=== Document passage ===

NAHANT — Thomas P. Costin Jr. has been named Person of the Year for Nahant, but it would be just as fitting to honor him as Person of the Century.
While Costin lives in Nahant, his contributions to Lynn as the city’s youngest mayor at age 29 from 1955-1961 and as the city’s postmaster from 1962 to 1992 live on.
“My proudest accomplishments as mayor was establishing the first hospital in the state to treat alcoholics and I put thousands of people to work as postmaster over 30 years,” he said.
If it were up to his father, Costin would have been a police officer.
“My father said being a cop is good job, you get a pension, and won’t get fired,” he said. “But I told him I wanted to be the person who gives the orders and I wanted to go to college. And I did. I graduated from Boston College and my career worked out fine.”
Costin’s public service began early. In 1935, as a 9-year-old youngster, he helped distribute cups of water to Works Progress Administration (WPA) laborers who passed his home on Pennybrook Road after a day of work building the stone tower in Lynn Woods Reservation. The WPA was the federal program that employed millions of people constructing public buildings and roads during the Great Depression.
“You’re never too young to help others, and never too old to stop,” he said.

===

Activity list.
**A)** In the profile of Thomas P. Costin Jr., why did his father want him to become a police officer?
**B)** Extend the profile of Thomas P. Costin Jr. from where it stops.

=== Record excerpts ===

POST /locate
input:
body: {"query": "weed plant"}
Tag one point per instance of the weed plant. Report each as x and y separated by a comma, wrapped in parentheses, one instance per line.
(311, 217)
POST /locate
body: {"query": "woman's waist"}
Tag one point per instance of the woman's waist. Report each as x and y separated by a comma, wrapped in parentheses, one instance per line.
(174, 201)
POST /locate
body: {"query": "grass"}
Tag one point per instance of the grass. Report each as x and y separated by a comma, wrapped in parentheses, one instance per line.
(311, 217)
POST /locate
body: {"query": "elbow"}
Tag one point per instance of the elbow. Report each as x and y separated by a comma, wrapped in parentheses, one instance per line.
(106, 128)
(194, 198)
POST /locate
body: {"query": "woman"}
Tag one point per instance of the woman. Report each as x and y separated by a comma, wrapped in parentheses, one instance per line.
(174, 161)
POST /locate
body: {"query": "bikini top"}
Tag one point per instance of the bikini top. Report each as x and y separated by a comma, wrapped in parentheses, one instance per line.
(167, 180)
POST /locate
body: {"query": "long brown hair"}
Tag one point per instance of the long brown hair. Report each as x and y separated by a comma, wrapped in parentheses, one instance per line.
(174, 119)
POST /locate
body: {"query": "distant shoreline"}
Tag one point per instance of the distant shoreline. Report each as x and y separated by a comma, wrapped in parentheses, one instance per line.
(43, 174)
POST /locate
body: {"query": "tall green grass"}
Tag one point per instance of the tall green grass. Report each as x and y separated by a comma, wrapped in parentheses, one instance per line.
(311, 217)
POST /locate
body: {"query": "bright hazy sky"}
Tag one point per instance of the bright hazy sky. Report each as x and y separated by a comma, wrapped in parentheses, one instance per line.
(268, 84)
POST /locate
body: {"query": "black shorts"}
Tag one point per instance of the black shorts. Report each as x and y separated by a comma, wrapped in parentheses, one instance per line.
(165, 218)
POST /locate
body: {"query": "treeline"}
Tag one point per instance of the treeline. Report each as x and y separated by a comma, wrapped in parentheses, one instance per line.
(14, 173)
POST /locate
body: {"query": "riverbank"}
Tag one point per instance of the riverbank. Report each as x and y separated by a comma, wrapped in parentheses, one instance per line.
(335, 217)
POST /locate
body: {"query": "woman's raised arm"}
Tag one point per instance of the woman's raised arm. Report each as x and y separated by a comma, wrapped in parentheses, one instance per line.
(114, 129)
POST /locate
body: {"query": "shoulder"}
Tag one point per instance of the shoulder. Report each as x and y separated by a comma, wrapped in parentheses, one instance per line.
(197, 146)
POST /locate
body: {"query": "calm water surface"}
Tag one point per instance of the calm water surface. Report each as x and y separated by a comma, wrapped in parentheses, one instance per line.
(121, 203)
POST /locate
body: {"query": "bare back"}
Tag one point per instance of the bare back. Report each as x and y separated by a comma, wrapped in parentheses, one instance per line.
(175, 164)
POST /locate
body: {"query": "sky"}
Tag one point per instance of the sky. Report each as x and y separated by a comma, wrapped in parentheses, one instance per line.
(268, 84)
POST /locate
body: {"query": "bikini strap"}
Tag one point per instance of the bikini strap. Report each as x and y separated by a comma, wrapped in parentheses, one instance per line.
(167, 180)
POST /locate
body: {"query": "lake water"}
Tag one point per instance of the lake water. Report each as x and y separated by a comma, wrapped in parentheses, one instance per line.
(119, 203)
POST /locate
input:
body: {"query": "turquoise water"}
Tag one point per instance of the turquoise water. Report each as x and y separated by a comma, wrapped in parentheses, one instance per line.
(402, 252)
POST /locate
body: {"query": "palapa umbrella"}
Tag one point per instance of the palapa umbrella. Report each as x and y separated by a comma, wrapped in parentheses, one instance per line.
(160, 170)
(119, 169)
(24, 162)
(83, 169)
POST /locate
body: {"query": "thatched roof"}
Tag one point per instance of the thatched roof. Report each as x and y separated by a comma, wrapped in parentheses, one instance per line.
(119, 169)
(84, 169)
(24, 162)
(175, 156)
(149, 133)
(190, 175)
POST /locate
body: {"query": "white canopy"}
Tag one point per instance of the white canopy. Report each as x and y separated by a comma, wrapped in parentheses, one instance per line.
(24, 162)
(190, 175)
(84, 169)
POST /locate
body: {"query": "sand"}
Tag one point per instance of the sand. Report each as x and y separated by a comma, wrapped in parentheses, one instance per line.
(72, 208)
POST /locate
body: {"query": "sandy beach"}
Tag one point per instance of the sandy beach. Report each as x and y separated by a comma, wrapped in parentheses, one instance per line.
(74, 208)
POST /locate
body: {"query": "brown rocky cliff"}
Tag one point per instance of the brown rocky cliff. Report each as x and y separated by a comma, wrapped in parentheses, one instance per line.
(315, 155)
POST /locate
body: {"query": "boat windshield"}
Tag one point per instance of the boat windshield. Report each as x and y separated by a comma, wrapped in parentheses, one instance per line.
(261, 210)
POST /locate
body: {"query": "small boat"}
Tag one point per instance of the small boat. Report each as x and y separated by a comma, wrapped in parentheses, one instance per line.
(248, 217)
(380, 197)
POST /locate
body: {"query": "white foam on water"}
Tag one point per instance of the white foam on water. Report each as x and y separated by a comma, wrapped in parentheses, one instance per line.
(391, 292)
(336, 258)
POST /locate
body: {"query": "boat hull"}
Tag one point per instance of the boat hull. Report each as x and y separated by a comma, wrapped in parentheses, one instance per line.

===

Replies.
**A)** His father saw police work as a good job that came with a pension and one where he wouldn't get fired.

**B)**
One of the first things he noticed once he become mayor was the lack of hospitals to serve people who suffer from alcoholism. He said the issue was deeply personal to him because five of the 10 members of his grandmother’s family were alcoholics.
Years before it became common, Costin saw alcoholism as a disease, not as moral decay. To help address it, he founded Mount Pleasant Hospital in 1962, the first facility in Massachusetts devoted exclusively to alcoholic rehabilitation.
“I brought together two doctors and a banker and helped make the 100-bed hospital a reality,” he said.
Later as postmaster, he led the effort to create a policy for federal workers that employees who face alcoholism must be offered help and an opportunity to turn themselves around before termination.
In 1947, Costin’s youth and public service attracted the attention of Ambassador Joseph P. Kennedy Sr., John F. Kennedy’s father, who wanted his son, then in Congress, to set his sights on the White House.
Shortly after Costin was elected as the youngest serving City Councilor in Lynn, he received a call from the Ambassador, who requested they have lunch.
“I said ‘I’m awful busy, I was just elected,'” said Costin, then 21, who eventually gave in and arranged to meet him. That meeting, led to getting introduced to the future president and a friendship was started.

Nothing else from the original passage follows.